[Position annotation material]
┌────────
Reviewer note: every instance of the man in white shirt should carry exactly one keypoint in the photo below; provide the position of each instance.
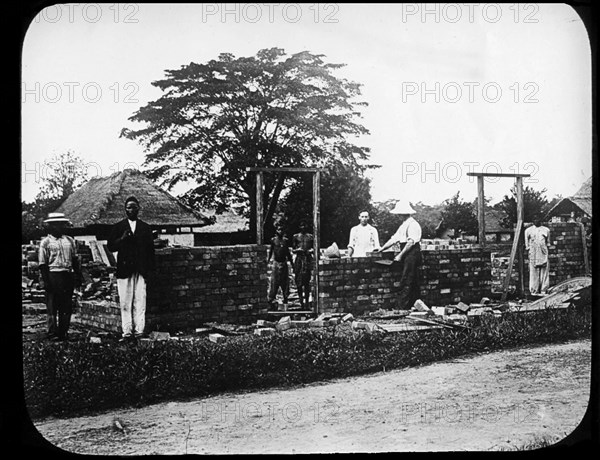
(536, 242)
(363, 237)
(408, 236)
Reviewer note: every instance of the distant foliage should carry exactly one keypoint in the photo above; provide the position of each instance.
(460, 215)
(535, 206)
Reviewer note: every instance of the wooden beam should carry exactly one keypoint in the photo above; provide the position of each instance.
(259, 208)
(511, 261)
(586, 260)
(298, 170)
(317, 233)
(274, 198)
(497, 175)
(481, 211)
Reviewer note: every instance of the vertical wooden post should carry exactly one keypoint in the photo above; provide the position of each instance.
(481, 210)
(317, 234)
(259, 208)
(520, 215)
(586, 260)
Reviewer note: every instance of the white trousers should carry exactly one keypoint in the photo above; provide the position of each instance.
(539, 278)
(132, 299)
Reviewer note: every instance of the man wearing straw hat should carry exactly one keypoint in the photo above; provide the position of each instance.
(60, 270)
(408, 236)
(363, 237)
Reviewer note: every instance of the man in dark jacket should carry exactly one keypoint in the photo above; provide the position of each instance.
(132, 239)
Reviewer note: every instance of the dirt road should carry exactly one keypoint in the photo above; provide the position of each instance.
(485, 402)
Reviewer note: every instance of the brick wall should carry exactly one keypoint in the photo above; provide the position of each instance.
(565, 254)
(195, 285)
(447, 276)
(229, 283)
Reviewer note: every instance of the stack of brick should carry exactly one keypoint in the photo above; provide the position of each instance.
(456, 275)
(360, 285)
(195, 285)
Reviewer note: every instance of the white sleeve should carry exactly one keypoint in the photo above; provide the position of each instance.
(376, 237)
(352, 242)
(413, 232)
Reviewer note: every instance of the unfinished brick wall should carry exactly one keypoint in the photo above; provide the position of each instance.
(565, 254)
(195, 285)
(447, 276)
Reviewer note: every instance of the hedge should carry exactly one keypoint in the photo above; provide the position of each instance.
(68, 379)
└────────
_WHAT YOU WILL DO_:
Could you render every line of the material above as a numbered list, skipping blank lines and leaving the pictures out of your answer?

_SOLUTION TO THE EXERCISE_:
1. Reviewer note: every instance of the man in white shirt should carry exactly one keypoint in the photo below; provide the position of each instance.
2. (536, 242)
3. (363, 237)
4. (408, 236)
5. Reviewer note: every instance of the distant foliage should carry exactly one keypoint in the photo above; provide the position of each instance.
6. (460, 215)
7. (535, 206)
8. Reviewer note: every instance of the wooden beam should carry exactly one keypoint in the photo above; provide the position of each instance.
9. (259, 208)
10. (511, 261)
11. (586, 260)
12. (298, 170)
13. (317, 233)
14. (274, 198)
15. (497, 175)
16. (481, 211)
17. Reviewer note: every instance of the vertical wooden post should carry exactly one keypoint in the photo above; provide the position of each instance.
18. (481, 210)
19. (317, 234)
20. (259, 208)
21. (520, 215)
22. (586, 260)
23. Reviewer note: every instance of the white trousers should carry exactly one keypoint in the photo above; provide the position of each instance.
24. (539, 278)
25. (132, 299)
26. Reviewer note: every instance of the man wearing straw hat should carry exactly one keypoint in the photo above; provide the position of each instance.
27. (60, 270)
28. (408, 236)
29. (363, 237)
30. Reviewer note: every instance of the man in dark jacket should carry exactly one keypoint in the photo above; provide the position of each instance.
31. (132, 239)
32. Reviewer note: every instance of the dirt road should carry exactly one keypoint in the photo above; provide the position of each instance.
33. (485, 402)
34. Reviewer note: every instance of the brick wall should carry exactly one keypoint in the photo above; provide the position of each instance.
35. (565, 254)
36. (195, 285)
37. (447, 276)
38. (229, 283)
39. Reviewer note: every instance of the stack of brick should carry exactly one keypoint in the photo above; provide the position of each instance.
40. (456, 275)
41. (360, 285)
42. (195, 285)
43. Reviewer note: every instance of the white sleeve should carry exactly one keypoint in the photo above; provide the position of each instance.
44. (376, 237)
45. (352, 242)
46. (413, 232)
47. Reviewer note: every instance of the unfinished brick wall should carry exactly one keypoint in the photo above; provide the position of each instance.
48. (565, 254)
49. (195, 285)
50. (447, 276)
51. Reviewer note: every instance of the hedge should carry exactly one keypoint in the photo above; provide the position of each instance.
52. (68, 379)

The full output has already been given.